— WHAT IS EXPECTED —
Look through the material and tally each line bearing the word "kitten". Give only the total.

— RECORDS —
◆ ◆ ◆ ◆ ◆

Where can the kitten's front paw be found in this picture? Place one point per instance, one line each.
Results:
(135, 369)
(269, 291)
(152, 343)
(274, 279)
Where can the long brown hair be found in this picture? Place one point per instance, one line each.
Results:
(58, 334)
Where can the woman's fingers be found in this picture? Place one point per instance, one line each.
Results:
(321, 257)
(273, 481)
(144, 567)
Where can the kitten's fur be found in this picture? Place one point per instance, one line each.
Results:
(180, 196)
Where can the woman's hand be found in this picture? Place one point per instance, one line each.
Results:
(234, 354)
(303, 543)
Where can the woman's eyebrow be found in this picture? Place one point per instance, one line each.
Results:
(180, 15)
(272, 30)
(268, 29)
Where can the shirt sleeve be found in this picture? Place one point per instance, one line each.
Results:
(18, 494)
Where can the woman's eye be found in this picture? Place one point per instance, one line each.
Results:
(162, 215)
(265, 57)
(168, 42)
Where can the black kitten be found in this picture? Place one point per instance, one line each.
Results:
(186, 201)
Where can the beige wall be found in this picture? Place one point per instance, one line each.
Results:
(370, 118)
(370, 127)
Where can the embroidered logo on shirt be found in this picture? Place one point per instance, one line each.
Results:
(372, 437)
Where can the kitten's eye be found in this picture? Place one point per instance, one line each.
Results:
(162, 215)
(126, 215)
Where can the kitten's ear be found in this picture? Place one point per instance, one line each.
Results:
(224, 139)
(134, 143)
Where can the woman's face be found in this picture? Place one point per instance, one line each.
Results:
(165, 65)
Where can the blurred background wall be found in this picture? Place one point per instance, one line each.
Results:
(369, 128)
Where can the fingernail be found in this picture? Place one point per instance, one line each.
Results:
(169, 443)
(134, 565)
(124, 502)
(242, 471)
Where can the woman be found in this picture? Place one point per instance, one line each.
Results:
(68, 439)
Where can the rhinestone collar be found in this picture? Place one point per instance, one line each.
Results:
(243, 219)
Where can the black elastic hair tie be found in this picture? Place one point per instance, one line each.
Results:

◆ ◆ ◆ ◆ ◆

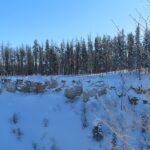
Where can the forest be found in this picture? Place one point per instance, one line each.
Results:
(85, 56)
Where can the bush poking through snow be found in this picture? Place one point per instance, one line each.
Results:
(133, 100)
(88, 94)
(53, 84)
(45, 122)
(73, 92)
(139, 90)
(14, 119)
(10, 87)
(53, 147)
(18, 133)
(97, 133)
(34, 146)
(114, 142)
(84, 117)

◆ ◆ ◆ ◆ ◆

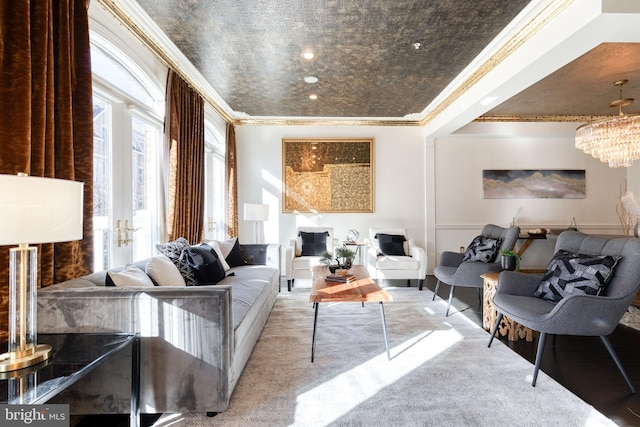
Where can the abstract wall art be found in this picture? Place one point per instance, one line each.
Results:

◆ ◆ ◆ ◆ ◆

— ANSWER —
5